▸ **Given problem**: Continue the article below on 2016 holiday e-commerce sales projections, picking up after its final sentence.

▸ **Excerpt provided**:
Although holiday sales are expected to show a modest year-over-year gain this season, online sales are pegged to soar 17 percent, according to one recent report.
Jimmy Duvall, chief product officer at BigCommerce, said in the second-quarter e-commerce sales rose 15 percent year-over-year, and said “sales projections for the 2016 holiday season are expected to be similarly impressive.”
Duvall noted that the National Retail Federation said national e-commerce sales “grew almost three-times the rate of total retail sales during last year’s holiday season. And if we look at the data from BigCommerce merchants during last year’s Cyber Five — the five-day period between Thanksgiving and Cyber Monday — [gross merchandise volume] processed increased 43 percent as compared to that same period in 2014.”
Duvall said, based on this, “we expect this holiday shopping season to be the biggest in history.”

▸ **Records supplied**:
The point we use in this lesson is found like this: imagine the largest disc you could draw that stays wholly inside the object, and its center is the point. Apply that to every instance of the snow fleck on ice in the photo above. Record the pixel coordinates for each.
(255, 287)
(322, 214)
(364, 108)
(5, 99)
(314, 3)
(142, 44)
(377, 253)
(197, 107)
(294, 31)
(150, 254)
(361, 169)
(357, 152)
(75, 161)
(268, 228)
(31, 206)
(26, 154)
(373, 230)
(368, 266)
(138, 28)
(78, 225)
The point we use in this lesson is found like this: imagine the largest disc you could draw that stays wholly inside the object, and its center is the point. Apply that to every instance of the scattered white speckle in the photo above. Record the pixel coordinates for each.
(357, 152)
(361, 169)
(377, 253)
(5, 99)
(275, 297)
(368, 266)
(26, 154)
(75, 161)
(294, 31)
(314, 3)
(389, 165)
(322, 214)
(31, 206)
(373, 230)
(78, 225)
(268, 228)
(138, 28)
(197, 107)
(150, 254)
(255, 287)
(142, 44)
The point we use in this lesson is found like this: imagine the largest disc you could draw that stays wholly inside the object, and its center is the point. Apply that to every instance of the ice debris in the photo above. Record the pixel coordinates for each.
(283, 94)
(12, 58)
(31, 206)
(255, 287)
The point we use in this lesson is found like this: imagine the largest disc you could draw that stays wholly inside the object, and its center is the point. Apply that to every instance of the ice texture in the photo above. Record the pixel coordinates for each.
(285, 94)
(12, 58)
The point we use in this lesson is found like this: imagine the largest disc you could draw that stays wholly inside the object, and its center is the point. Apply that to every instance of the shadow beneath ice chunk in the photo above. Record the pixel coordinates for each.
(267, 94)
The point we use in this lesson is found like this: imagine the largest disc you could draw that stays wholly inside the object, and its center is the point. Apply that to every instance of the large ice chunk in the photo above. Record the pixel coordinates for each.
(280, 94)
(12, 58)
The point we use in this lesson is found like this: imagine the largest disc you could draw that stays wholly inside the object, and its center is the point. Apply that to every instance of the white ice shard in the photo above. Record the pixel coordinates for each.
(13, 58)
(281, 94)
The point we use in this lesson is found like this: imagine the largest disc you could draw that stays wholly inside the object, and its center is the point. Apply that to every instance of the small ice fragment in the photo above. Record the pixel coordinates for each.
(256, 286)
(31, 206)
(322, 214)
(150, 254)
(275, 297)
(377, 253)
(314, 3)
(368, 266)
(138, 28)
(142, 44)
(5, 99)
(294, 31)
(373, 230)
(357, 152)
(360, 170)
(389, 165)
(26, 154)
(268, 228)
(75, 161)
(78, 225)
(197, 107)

▸ **Output**:
He said mobile devices are the driving force behind sales. He noted recent research that showed that more than 90 percent of consumers who conducted a product on a smartphone made a purchase within 24 hours. “But it goes further than research,” Duvall explained. “People are increasingly making more in-context purchases at the point of research. As such, retailers need to optimize their online stores for mobile in order to better capture the consumer in this moment and drive instant conversion. New technologies like Apple Pay for web will likely play a key factor in improving mobile conversion for many retailers this holiday season.”
Duvall said data from his firm for last year revealed an 116 percent increase in mobile purchases year-over-year, compared to a 35 percent increase on desktops and a 31 percent increase in a physical store. “This narrative aligns with ongoing industry assumptions about the proliferation of mobile commerce,” Duvall said. “In fact, mobile commerce sales are expected to reach more than $123 billion in 2016, a 39 percent increase over 2015 and more than double the growth from 2014. It’s expected to account for nearly one-third of all retail e-commerce sales for the year.”
The data reveals trends that shouldn’t be surprising, Duvall said noted that it aligns with a consumer desire to “purchase whenever, wherever they want” — but has experienced low adoption “due to poor or inconsistent mobile experiences.”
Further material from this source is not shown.